### DATA FOR THIS TASK:
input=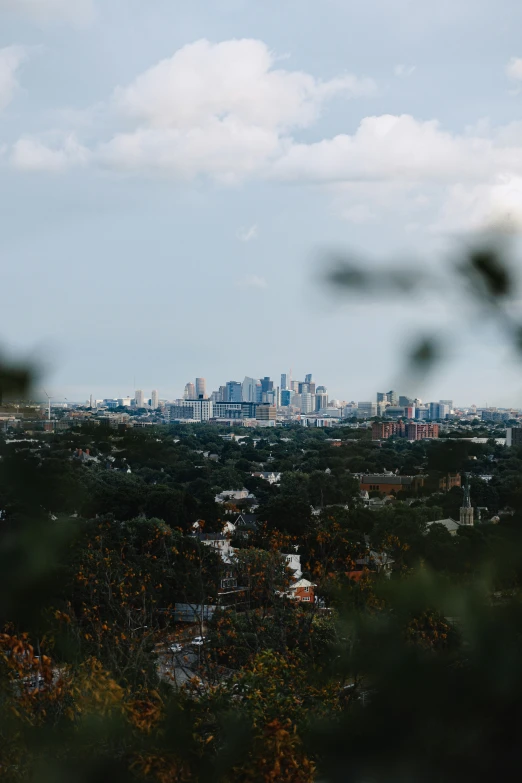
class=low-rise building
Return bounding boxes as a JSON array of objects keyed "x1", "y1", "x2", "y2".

...

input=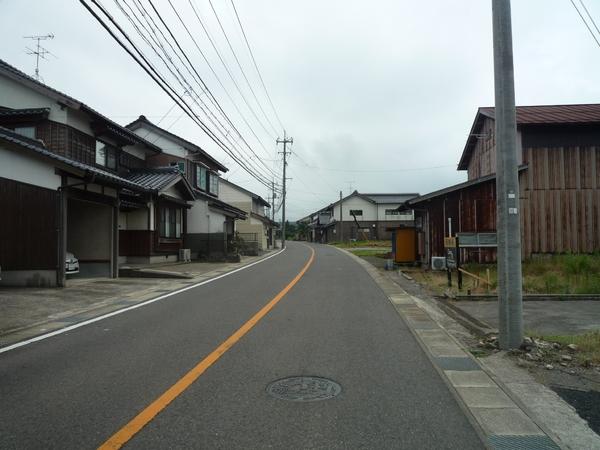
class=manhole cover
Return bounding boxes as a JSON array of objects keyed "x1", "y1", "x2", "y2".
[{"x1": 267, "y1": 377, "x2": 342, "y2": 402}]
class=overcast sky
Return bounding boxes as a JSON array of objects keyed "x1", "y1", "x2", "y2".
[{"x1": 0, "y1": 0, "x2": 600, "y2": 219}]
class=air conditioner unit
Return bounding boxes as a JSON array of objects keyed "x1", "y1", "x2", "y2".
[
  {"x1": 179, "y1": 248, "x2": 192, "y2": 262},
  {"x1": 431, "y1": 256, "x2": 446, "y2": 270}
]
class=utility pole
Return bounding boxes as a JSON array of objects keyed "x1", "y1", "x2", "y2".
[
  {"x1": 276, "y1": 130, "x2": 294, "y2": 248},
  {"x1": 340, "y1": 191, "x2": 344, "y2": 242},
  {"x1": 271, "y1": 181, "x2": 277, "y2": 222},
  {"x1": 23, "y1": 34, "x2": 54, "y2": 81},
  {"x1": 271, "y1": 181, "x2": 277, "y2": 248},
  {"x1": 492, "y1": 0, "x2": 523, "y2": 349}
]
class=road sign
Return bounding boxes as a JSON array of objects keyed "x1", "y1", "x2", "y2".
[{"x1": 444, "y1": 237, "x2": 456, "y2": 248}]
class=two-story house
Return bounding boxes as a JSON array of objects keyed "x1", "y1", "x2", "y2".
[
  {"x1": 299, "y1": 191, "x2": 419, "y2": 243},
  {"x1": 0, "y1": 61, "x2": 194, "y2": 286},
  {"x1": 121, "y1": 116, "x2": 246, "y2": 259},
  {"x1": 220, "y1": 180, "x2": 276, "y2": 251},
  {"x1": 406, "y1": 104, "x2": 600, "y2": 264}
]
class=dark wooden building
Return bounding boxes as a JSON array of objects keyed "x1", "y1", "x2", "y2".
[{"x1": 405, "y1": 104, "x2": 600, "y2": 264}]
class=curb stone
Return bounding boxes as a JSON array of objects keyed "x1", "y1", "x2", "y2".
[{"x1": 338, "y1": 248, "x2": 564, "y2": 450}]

...

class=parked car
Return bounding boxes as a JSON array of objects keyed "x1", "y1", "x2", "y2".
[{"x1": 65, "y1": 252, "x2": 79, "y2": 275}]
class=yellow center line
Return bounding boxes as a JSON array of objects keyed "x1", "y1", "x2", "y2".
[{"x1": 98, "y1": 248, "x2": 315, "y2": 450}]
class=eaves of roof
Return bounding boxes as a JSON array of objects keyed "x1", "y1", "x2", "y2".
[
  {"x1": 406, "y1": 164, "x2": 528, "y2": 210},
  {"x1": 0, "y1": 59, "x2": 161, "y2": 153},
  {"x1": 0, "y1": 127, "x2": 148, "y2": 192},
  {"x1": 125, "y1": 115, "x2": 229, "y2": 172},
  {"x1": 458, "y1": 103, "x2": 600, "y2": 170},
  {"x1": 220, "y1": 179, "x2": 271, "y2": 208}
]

### WRITTEN EXERCISE:
Please identify every line in the rows above that contains the string "class", and copy each of those lines. Case counts.

### RESULT:
class=low-rise building
class=manhole cover
class=overcast sky
class=air conditioner unit
class=utility pole
class=road sign
class=two-story house
class=dark wooden building
class=curb stone
class=parked car
class=yellow center line
class=eaves of roof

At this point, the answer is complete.